[start RECORDS TO USE]

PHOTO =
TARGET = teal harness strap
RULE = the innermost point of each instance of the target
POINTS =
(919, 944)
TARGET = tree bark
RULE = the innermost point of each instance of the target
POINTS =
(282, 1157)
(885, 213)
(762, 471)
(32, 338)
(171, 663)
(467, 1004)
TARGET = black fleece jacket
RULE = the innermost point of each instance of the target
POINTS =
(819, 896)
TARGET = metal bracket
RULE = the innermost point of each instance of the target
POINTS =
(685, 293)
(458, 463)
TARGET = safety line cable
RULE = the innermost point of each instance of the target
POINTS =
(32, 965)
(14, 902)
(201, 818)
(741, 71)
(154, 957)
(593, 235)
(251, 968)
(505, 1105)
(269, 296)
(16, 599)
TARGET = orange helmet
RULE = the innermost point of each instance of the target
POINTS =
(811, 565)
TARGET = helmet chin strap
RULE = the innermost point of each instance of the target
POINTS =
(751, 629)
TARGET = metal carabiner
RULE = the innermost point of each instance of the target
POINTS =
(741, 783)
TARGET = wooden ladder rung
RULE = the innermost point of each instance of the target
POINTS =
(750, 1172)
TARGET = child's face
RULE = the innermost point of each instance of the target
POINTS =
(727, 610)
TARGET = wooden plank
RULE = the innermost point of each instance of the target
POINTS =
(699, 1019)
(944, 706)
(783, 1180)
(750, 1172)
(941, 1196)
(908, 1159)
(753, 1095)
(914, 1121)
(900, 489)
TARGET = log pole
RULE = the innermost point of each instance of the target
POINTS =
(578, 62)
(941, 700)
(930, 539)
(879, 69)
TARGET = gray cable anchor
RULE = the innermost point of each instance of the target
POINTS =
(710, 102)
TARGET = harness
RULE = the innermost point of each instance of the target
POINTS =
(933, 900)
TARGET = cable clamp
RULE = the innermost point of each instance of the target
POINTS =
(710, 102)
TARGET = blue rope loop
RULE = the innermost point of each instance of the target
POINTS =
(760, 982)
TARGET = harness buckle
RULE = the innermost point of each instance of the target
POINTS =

[end RECORDS TO USE]

- _AIM_: Repeat word for word the lines running from the line containing "TARGET = orange helmet" to the end of the entries above, inclusive.

- _REPLY_:
TARGET = orange helmet
RULE = the innermost point of each instance of the target
POINTS =
(811, 565)
TARGET = helmet chin strap
RULE = the innermost point of each instance of the target
POINTS =
(751, 629)
TARGET = metal carabiner
RULE = the innermost point of each instance of the target
POINTS =
(741, 783)
TARGET = wooden ladder rung
RULE = the innermost point of each instance of the target
POINTS =
(750, 1172)
TARGET = child's face
RULE = the innermost point of each instance of the target
POINTS =
(727, 610)
TARGET = wooden plank
RULE = the innermost point of each instance of the target
POINTS =
(699, 1019)
(944, 706)
(783, 1180)
(750, 1172)
(941, 1196)
(908, 1159)
(753, 1095)
(914, 1121)
(900, 489)
TARGET = log pole
RULE = the innermost point of each instance of the target
POINTS =
(578, 62)
(941, 700)
(930, 539)
(879, 69)
TARGET = gray cable anchor
RULE = the innermost point of each instance of the target
POINTS =
(710, 102)
TARGET = harness
RULE = the innermost point of each instance of the target
POINTS =
(933, 900)
TARGET = cable clamp
RULE = the innermost point of each instance of the target
POINTS =
(710, 102)
TARGET = blue rope loop
RULE = the innermost point of each instance of the target
POINTS =
(760, 982)
TARGET = harness buckle
RULE = the innermost point of each instance of the target
POINTS =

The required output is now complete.